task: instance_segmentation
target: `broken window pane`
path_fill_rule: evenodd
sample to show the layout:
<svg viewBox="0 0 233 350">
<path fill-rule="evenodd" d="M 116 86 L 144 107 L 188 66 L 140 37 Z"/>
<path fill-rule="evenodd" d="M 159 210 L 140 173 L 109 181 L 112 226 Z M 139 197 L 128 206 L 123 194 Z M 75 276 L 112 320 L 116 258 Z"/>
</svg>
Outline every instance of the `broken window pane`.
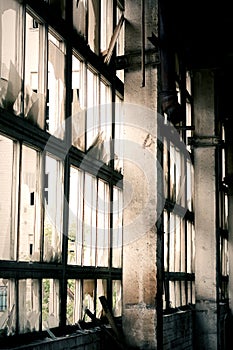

----------

* _Aim of the exercise_:
Whenever the string "broken" shows up in a line of the entries, copy that line.

* _Exercise answer_:
target: `broken window pane`
Outline every instance of the `broken window pane`.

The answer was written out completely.